- [Data entries]
+++

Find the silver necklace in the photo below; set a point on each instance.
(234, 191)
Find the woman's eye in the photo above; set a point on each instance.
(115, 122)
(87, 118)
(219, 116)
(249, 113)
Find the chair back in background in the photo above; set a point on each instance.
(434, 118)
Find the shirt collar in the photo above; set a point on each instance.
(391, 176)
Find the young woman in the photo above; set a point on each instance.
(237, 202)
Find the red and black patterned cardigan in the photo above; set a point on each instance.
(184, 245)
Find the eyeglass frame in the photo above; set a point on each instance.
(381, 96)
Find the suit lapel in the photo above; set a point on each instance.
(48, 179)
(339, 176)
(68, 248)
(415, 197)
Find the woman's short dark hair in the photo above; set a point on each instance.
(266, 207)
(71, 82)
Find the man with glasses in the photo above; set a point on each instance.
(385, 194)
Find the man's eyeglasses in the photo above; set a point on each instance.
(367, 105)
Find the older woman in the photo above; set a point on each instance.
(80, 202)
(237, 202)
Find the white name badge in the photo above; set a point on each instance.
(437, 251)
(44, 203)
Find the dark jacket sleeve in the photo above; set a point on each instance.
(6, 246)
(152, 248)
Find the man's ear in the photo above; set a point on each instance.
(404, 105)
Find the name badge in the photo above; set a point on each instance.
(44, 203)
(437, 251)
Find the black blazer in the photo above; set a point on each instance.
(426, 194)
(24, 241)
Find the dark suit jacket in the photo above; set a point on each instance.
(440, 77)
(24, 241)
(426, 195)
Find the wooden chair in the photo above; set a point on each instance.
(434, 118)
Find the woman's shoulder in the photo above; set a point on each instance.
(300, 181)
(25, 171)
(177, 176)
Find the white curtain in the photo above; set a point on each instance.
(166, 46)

+++

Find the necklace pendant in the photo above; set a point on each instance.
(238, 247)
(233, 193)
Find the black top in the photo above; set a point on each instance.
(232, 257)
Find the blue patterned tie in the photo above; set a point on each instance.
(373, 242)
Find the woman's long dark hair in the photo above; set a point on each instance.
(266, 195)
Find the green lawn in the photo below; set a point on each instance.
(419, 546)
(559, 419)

+++

- [What the exercise asks]
Select each line of the records that contains the word "black".

- [Full answer]
Find the red and black patterned cardigan in the photo above; set a point on each instance.
Find the black blazer in the photo above; set a point on each instance.
Find the black top in the photo above; set a point on each instance.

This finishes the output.